Work to complete |
Nothing but an exact copy of the data should be given.

Data extracts |
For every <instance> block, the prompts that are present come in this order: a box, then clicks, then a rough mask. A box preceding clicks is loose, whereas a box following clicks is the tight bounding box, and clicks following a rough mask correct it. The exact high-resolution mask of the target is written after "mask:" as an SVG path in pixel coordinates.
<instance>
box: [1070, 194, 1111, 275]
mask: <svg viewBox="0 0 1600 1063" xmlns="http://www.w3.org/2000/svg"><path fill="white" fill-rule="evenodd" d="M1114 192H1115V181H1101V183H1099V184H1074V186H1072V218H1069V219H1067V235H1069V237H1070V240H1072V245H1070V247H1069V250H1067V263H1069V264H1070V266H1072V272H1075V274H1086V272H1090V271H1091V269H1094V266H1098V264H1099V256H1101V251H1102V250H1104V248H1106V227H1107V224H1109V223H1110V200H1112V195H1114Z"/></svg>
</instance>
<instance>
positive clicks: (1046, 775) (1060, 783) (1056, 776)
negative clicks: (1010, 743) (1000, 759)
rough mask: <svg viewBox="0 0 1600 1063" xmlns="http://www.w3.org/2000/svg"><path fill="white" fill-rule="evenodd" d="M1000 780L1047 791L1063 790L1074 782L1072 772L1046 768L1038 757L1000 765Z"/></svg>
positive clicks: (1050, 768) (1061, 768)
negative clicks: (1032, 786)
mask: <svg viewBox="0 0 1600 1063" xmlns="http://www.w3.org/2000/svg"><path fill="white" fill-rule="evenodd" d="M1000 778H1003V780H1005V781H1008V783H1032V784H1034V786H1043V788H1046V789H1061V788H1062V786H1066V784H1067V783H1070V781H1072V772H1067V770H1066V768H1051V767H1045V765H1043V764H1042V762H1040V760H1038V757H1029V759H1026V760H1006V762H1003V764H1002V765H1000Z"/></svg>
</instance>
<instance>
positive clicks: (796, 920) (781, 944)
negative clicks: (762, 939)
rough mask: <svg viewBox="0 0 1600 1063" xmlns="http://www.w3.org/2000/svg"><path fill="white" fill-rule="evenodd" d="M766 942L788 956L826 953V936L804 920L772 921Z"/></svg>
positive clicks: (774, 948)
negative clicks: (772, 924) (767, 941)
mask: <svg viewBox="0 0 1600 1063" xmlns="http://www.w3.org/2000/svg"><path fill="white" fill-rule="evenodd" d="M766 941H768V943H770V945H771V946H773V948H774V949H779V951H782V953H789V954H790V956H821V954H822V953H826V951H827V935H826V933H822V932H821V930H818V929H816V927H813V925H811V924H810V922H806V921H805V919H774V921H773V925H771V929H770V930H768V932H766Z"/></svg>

Problem solution |
For every <instance> block, the prompts that are present come in this order: a box, then clicks, then a rough mask. A box preceding clicks is loose, whereas a box following clicks is the tight bounding box, and clicks following a rough mask correct it. The exact high-resolution mask of the target is written after "mask:" as an SVG path in pixel coordinates.
<instance>
box: [1070, 194, 1111, 275]
mask: <svg viewBox="0 0 1600 1063" xmlns="http://www.w3.org/2000/svg"><path fill="white" fill-rule="evenodd" d="M1114 192H1115V181H1101V183H1099V184H1074V186H1072V218H1069V219H1067V235H1069V237H1070V240H1072V245H1070V247H1069V250H1067V263H1069V264H1070V266H1072V272H1075V274H1086V272H1090V271H1091V269H1094V266H1098V264H1099V256H1101V251H1102V250H1104V248H1106V227H1107V224H1109V223H1110V200H1112V195H1114Z"/></svg>
</instance>
<instance>
positive clicks: (1046, 775) (1060, 783) (1056, 776)
negative clicks: (1010, 743) (1000, 759)
rough mask: <svg viewBox="0 0 1600 1063" xmlns="http://www.w3.org/2000/svg"><path fill="white" fill-rule="evenodd" d="M1000 780L1047 791L1063 790L1074 782L1072 772L1046 768L1038 757L1000 765Z"/></svg>
positive clicks: (1050, 768) (1061, 768)
negative clicks: (1032, 786)
mask: <svg viewBox="0 0 1600 1063" xmlns="http://www.w3.org/2000/svg"><path fill="white" fill-rule="evenodd" d="M1000 778H1003V780H1005V781H1008V783H1032V784H1034V786H1043V788H1046V789H1061V788H1062V786H1066V784H1067V783H1070V781H1072V772H1067V770H1066V768H1051V767H1045V765H1043V764H1042V762H1040V760H1038V757H1029V759H1026V760H1006V762H1003V764H1002V765H1000Z"/></svg>
</instance>
<instance>
positive clicks: (796, 920) (781, 944)
negative clicks: (762, 939)
rough mask: <svg viewBox="0 0 1600 1063" xmlns="http://www.w3.org/2000/svg"><path fill="white" fill-rule="evenodd" d="M766 942L788 956L826 953V936L804 920L772 921Z"/></svg>
positive clicks: (774, 948)
negative clicks: (772, 924) (767, 941)
mask: <svg viewBox="0 0 1600 1063" xmlns="http://www.w3.org/2000/svg"><path fill="white" fill-rule="evenodd" d="M766 941H768V943H770V945H771V946H773V948H774V949H779V951H782V953H789V954H790V956H821V954H822V953H826V951H827V935H826V933H822V932H821V930H818V929H816V927H813V925H811V924H810V922H806V921H805V919H774V921H773V925H771V929H770V930H768V932H766Z"/></svg>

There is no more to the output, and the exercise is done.